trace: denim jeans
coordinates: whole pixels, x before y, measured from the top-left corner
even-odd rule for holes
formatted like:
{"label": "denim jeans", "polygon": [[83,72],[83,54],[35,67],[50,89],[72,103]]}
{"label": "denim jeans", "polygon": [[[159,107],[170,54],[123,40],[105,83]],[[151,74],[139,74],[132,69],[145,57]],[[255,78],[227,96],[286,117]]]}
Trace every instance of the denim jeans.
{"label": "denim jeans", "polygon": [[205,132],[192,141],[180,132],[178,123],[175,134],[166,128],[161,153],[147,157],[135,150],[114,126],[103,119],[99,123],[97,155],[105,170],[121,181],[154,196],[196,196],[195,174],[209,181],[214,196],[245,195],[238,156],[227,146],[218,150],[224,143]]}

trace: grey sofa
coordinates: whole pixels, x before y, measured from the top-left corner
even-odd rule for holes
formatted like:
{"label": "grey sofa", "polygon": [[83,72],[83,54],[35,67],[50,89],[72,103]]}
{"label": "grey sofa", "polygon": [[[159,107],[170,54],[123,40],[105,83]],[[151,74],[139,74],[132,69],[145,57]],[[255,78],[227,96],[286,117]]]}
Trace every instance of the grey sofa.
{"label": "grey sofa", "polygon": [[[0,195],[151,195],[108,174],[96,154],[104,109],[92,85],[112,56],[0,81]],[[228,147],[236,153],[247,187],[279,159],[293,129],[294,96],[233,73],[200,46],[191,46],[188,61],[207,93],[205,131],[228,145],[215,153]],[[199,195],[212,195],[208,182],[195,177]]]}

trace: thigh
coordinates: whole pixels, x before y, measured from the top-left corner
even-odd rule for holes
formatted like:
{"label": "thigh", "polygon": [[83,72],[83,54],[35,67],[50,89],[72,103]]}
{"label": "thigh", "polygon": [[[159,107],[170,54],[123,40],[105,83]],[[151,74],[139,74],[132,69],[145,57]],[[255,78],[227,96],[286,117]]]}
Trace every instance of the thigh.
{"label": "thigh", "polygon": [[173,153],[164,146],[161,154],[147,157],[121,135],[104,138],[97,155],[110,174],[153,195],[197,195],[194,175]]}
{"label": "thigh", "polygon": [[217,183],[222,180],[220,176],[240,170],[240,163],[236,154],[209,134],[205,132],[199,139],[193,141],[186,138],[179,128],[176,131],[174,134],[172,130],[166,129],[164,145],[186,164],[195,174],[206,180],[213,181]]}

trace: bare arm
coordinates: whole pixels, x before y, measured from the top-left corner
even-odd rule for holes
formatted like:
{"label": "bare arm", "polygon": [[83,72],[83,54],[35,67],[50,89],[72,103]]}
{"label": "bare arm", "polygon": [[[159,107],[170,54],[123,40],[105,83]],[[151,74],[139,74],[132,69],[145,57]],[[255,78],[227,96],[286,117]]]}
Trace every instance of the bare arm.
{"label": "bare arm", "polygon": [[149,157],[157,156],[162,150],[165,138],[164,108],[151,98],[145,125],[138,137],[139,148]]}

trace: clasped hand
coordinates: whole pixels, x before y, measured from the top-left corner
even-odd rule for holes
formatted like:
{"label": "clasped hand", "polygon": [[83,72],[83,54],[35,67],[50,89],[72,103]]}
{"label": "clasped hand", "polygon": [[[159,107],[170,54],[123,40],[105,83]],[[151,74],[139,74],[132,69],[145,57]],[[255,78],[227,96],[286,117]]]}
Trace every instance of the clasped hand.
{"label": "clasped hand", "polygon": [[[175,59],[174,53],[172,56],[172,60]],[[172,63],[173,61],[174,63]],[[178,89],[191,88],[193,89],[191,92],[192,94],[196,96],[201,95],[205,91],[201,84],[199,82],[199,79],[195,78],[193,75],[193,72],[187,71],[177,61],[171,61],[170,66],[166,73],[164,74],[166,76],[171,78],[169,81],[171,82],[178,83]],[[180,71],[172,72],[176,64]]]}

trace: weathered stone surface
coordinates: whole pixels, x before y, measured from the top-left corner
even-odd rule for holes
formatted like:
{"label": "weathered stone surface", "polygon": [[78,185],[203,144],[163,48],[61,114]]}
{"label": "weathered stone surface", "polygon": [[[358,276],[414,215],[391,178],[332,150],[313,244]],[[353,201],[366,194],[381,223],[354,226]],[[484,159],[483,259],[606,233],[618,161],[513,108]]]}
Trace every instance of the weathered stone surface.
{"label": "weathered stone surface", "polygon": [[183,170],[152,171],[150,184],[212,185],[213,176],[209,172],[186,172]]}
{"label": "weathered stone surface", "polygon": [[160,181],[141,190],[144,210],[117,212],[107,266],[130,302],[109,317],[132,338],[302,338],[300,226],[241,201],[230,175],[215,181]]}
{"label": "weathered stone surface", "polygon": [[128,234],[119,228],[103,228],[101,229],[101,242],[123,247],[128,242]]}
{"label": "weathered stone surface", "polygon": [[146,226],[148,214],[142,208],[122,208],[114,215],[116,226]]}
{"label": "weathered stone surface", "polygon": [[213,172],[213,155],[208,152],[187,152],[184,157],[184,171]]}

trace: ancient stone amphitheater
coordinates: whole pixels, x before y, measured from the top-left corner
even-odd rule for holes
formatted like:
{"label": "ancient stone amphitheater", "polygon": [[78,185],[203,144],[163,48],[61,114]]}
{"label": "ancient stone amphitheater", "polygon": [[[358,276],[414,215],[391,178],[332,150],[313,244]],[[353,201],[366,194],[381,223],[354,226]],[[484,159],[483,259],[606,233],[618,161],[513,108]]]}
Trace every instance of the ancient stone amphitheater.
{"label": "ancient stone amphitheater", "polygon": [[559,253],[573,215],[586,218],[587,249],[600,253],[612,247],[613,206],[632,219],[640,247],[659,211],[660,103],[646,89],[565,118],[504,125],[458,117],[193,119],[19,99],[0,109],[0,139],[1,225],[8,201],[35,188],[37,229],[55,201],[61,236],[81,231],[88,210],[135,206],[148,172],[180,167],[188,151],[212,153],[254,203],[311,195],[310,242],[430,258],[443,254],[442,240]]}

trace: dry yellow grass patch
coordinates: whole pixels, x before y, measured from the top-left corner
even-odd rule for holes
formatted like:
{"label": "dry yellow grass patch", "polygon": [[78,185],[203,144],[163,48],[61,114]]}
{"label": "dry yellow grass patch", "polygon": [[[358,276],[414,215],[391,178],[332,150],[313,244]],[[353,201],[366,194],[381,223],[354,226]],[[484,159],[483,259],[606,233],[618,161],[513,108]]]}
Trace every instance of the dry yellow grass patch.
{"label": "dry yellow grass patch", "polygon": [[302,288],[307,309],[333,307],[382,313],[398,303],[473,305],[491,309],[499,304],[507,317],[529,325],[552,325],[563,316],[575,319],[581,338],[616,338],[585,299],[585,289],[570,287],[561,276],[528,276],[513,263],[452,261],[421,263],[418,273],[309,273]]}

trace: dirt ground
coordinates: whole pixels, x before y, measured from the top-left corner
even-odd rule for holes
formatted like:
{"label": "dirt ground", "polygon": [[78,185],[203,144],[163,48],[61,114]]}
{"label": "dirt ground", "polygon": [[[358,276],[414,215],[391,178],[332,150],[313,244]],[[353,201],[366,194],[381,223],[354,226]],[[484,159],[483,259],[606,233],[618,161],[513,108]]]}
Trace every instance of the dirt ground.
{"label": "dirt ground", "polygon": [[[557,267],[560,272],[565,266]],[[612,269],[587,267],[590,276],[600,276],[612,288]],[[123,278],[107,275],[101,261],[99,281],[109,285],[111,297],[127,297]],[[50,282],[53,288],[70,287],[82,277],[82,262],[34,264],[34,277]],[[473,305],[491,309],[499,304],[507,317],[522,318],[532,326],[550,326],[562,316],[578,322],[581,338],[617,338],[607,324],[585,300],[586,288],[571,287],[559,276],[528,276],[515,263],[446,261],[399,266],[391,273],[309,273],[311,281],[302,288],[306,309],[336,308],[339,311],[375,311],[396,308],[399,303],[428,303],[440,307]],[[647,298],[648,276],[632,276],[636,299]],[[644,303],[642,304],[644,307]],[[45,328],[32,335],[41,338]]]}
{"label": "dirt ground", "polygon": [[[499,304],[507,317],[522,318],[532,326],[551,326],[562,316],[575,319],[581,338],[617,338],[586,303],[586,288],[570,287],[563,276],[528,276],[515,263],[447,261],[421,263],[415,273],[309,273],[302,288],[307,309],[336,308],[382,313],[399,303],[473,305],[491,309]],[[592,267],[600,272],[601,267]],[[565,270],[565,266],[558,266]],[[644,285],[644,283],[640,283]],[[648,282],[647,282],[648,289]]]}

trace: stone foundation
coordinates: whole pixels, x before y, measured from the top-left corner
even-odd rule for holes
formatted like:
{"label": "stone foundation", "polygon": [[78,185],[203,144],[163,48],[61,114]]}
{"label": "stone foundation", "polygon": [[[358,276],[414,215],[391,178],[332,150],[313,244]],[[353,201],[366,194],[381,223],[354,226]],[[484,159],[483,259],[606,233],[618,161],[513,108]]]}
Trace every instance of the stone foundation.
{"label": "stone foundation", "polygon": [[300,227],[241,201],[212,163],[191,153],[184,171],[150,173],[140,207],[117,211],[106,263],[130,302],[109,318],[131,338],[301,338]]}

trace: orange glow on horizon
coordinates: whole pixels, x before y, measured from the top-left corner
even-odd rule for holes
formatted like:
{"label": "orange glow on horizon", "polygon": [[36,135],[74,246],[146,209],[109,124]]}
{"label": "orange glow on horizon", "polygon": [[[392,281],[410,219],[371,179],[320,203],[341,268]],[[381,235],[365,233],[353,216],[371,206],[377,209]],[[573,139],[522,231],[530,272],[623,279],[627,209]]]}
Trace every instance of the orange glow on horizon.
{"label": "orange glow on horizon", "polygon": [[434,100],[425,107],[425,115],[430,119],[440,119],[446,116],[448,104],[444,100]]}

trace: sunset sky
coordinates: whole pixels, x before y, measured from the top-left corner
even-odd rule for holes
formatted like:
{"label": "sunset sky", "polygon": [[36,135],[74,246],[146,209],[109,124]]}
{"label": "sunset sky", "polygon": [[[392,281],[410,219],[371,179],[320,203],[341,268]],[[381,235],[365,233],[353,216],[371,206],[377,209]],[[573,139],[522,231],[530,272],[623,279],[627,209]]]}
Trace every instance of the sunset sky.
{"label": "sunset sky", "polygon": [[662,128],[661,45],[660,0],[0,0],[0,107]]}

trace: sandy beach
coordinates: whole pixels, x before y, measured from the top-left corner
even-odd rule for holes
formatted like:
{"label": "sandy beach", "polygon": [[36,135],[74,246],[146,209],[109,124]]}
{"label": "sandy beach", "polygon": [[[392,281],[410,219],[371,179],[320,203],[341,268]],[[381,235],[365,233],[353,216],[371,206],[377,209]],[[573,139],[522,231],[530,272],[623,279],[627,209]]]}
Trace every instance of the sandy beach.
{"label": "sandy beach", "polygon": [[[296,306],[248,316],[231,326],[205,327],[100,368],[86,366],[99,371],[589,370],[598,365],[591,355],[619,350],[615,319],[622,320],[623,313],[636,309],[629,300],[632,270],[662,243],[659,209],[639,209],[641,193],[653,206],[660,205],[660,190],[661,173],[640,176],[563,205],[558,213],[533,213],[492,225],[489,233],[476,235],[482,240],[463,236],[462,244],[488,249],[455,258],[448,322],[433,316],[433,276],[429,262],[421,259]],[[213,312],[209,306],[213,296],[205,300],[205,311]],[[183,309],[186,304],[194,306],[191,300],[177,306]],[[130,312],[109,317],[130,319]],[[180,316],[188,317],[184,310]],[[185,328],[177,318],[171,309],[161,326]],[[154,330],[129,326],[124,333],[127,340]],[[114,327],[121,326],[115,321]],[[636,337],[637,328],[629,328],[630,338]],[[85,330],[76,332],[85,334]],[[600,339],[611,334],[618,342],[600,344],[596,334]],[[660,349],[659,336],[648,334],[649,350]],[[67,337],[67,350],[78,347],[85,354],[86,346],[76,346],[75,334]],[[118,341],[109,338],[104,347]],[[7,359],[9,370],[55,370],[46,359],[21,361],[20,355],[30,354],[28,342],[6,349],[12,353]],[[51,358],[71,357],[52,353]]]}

== TASK DETAILS ==
Copy the rows above from the line containing "trace: sandy beach" through the last row, swapping "top-left corner" for "upper-left corner" and leaving everything else unchanged.

== TASK SOLUTION ==
trace: sandy beach
coordinates: whole pixels, x before y, measured from the upper-left corner
even-odd rule for holes
formatted like:
{"label": "sandy beach", "polygon": [[36,135],[74,246],[146,209],[109,124]]}
{"label": "sandy beach", "polygon": [[[392,281],[410,219],[371,179],[320,203],[341,268]],[[381,235],[365,233],[353,216],[371,206],[377,209]],[[573,139],[522,231],[530,272],[623,279],[627,209]]]}
Trace every instance of the sandy beach.
{"label": "sandy beach", "polygon": [[[296,306],[248,316],[231,326],[205,327],[100,368],[86,366],[99,371],[589,370],[598,365],[591,355],[619,350],[615,319],[622,320],[623,313],[636,309],[629,300],[632,270],[662,243],[659,209],[639,209],[641,193],[653,206],[660,205],[660,190],[661,173],[640,176],[563,205],[558,213],[533,213],[492,225],[489,233],[476,235],[482,240],[463,236],[462,244],[488,249],[455,258],[448,322],[433,316],[433,276],[429,262],[421,259]],[[213,312],[209,306],[213,296],[205,300],[205,311]],[[183,309],[186,304],[194,306],[191,300],[177,306]],[[130,312],[109,317],[130,319]],[[180,316],[188,317],[184,310]],[[185,328],[177,318],[171,309],[161,326]],[[154,330],[129,326],[124,333],[127,340]],[[114,327],[121,326],[115,321]],[[636,337],[637,328],[629,328],[630,338]],[[85,330],[76,332],[85,334]],[[600,339],[611,334],[618,342],[600,344],[596,334]],[[660,349],[659,336],[648,334],[649,350]],[[67,337],[67,350],[78,347],[85,354],[86,346],[76,346],[75,334]],[[118,341],[109,338],[104,347]],[[7,359],[9,370],[55,370],[46,359],[21,361],[20,355],[30,354],[28,342],[6,349],[12,353]],[[51,358],[71,357],[52,353]]]}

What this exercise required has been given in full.